REQUIREMENT.
Where a line contains the word "query", copy that line from the records below.

Saved entries
↓↓↓

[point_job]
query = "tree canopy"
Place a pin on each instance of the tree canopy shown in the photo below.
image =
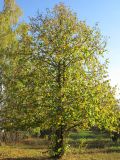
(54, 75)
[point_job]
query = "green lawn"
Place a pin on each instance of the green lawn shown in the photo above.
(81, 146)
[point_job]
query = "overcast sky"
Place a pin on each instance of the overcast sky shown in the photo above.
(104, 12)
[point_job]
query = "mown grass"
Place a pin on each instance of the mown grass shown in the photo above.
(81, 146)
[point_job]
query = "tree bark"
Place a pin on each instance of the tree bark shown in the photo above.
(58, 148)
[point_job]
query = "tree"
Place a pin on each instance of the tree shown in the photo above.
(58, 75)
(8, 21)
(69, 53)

↑↑↑
↓↓↓

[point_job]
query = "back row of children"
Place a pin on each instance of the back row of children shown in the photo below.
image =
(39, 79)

↑↑↑
↓↓↓

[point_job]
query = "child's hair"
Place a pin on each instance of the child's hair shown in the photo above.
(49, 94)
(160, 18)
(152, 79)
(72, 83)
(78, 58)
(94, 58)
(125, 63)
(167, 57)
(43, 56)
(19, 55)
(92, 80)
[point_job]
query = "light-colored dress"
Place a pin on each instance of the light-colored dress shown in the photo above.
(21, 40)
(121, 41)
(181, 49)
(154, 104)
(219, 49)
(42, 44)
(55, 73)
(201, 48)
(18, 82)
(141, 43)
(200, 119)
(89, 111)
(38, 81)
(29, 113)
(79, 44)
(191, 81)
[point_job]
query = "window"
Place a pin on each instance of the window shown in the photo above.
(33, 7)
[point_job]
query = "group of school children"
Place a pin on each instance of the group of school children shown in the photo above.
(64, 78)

↑↑↑

ANSWER TO THIS EXERCISE.
query = "tree canopy"
query = "green lawn"
query = "overcast sky"
query = "mown grass"
query = "tree bark"
query = "tree"
query = "back row of children"
query = "child's hair"
query = "light-colored dress"
query = "window"
query = "group of school children"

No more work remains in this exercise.